JOB
Rewrite the stretch from the start of the data through the line containing "M 266 270 L", replacing "outline" with "contour" and keeping everything else unchanged. Leave the pictures out of your answer.

EXCERPTED RECORDS
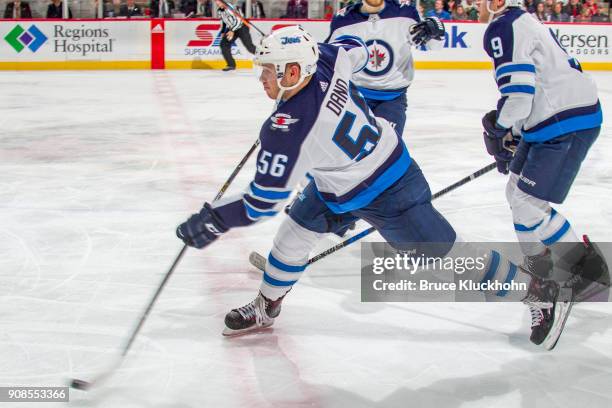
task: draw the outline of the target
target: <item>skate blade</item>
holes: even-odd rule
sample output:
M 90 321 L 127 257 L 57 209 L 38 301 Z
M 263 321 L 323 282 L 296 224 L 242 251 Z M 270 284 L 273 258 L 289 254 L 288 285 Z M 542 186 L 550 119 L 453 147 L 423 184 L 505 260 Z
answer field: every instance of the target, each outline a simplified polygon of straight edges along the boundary
M 266 270 L 266 258 L 259 255 L 257 252 L 251 252 L 249 255 L 249 262 L 260 271 Z
M 238 337 L 238 336 L 244 336 L 245 334 L 255 334 L 258 332 L 262 332 L 262 331 L 268 331 L 268 329 L 270 329 L 270 327 L 274 324 L 274 320 L 272 320 L 269 323 L 264 324 L 263 326 L 255 326 L 255 327 L 249 327 L 248 329 L 240 329 L 240 330 L 233 330 L 230 329 L 229 327 L 226 327 L 223 329 L 223 332 L 221 332 L 221 334 L 225 337 Z
M 563 291 L 567 289 L 561 290 Z M 559 294 L 559 297 L 561 297 L 561 294 Z M 546 338 L 542 342 L 542 345 L 544 346 L 544 348 L 546 348 L 546 350 L 552 350 L 557 345 L 557 342 L 561 337 L 561 333 L 563 333 L 563 329 L 565 328 L 567 318 L 569 317 L 570 312 L 572 311 L 572 306 L 574 306 L 573 300 L 557 303 L 557 307 L 555 308 L 555 323 L 550 329 L 548 336 L 546 336 Z

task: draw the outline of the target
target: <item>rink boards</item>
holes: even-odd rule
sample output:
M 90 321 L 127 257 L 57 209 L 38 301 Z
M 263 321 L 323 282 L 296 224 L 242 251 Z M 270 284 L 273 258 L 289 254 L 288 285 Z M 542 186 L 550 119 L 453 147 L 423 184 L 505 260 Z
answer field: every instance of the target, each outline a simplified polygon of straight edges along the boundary
M 325 20 L 253 20 L 263 32 L 301 24 L 319 41 L 329 33 Z M 0 69 L 218 69 L 225 66 L 216 19 L 2 20 Z M 612 70 L 611 24 L 551 24 L 560 44 L 585 69 Z M 446 23 L 441 51 L 415 50 L 420 69 L 489 69 L 482 49 L 486 25 Z M 259 34 L 251 29 L 254 42 Z M 380 47 L 380 44 L 379 44 Z M 385 50 L 392 57 L 393 50 Z M 232 48 L 239 68 L 252 66 L 240 42 Z M 391 58 L 378 60 L 384 70 Z

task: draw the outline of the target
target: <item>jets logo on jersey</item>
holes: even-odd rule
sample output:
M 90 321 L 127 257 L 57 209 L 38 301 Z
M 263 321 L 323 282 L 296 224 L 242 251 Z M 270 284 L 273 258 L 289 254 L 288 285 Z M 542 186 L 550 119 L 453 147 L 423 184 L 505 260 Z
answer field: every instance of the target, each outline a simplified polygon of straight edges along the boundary
M 270 120 L 272 121 L 272 125 L 270 125 L 270 129 L 272 130 L 280 129 L 283 132 L 288 132 L 289 125 L 297 122 L 299 119 L 294 119 L 291 117 L 291 115 L 288 115 L 286 113 L 277 113 L 276 115 L 272 116 Z
M 385 75 L 393 66 L 393 49 L 383 40 L 366 42 L 370 59 L 364 72 L 372 76 Z

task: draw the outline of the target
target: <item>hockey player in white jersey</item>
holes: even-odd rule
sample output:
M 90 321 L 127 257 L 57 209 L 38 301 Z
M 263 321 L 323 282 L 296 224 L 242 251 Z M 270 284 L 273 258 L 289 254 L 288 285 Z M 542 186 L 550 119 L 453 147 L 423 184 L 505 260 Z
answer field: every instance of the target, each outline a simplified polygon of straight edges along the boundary
M 385 118 L 401 136 L 406 123 L 406 90 L 414 77 L 412 47 L 439 49 L 444 24 L 421 17 L 406 0 L 363 0 L 340 10 L 332 19 L 326 42 L 345 35 L 361 38 L 368 46 L 367 66 L 353 82 L 374 115 Z
M 274 216 L 304 176 L 311 182 L 274 238 L 259 295 L 227 314 L 225 335 L 272 325 L 321 236 L 359 218 L 400 250 L 436 242 L 443 243 L 436 247 L 440 252 L 427 255 L 450 256 L 461 246 L 451 225 L 431 205 L 427 181 L 402 139 L 388 121 L 372 115 L 351 82 L 367 61 L 367 48 L 358 38 L 317 44 L 295 26 L 274 31 L 257 48 L 260 81 L 278 103 L 260 131 L 254 180 L 244 193 L 205 203 L 177 228 L 177 236 L 186 245 L 204 248 L 230 228 Z M 488 255 L 490 262 L 471 279 L 532 280 L 499 253 Z M 533 281 L 538 284 L 531 285 L 528 293 L 489 291 L 485 295 L 557 301 L 554 282 Z M 560 334 L 555 321 L 562 320 L 550 319 L 546 333 L 552 346 Z
M 522 0 L 488 0 L 481 19 L 491 20 L 484 48 L 493 59 L 501 93 L 497 109 L 482 124 L 487 151 L 498 170 L 510 173 L 506 197 L 525 266 L 548 276 L 551 251 L 570 265 L 567 283 L 577 300 L 609 284 L 608 268 L 596 245 L 578 237 L 551 207 L 562 203 L 597 139 L 602 112 L 597 89 L 552 30 L 521 9 Z M 514 129 L 514 130 L 513 130 Z M 519 135 L 518 137 L 512 135 Z M 513 155 L 509 145 L 516 145 Z M 590 289 L 589 289 L 590 286 Z M 589 289 L 589 290 L 587 290 Z M 533 314 L 533 335 L 552 309 Z

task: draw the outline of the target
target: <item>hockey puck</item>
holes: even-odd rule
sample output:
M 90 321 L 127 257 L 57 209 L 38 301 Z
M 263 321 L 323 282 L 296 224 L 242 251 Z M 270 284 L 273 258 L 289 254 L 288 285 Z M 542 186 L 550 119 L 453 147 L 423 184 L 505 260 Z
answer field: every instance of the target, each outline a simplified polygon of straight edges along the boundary
M 88 383 L 87 381 L 73 379 L 70 382 L 70 388 L 74 388 L 76 390 L 87 391 L 89 390 L 89 387 L 91 387 L 91 383 Z

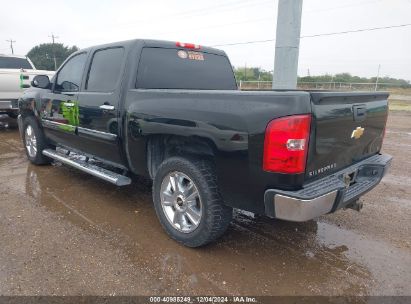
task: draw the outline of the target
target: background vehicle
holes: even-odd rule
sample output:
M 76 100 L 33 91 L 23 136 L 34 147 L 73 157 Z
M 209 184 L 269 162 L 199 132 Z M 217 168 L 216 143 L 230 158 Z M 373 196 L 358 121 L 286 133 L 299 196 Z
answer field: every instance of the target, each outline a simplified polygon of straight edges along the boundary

EXERCISE SOLUTION
task: draw the contour of the target
target: <item>skate blade</item>
holes: even-odd rule
sample output:
M 90 321 L 127 257 L 57 209 L 38 301 Z
M 263 321 L 323 282 L 296 224 L 242 251 Z M 270 284 L 273 258 L 289 254 L 288 285 Z M 542 186 L 550 119 L 453 147 L 423 184 L 505 260 Z
answer field: every instance of the target, each contour a simplified polygon of straight edges along the boundary
M 266 270 L 266 258 L 259 255 L 257 252 L 251 252 L 249 255 L 249 262 L 260 271 Z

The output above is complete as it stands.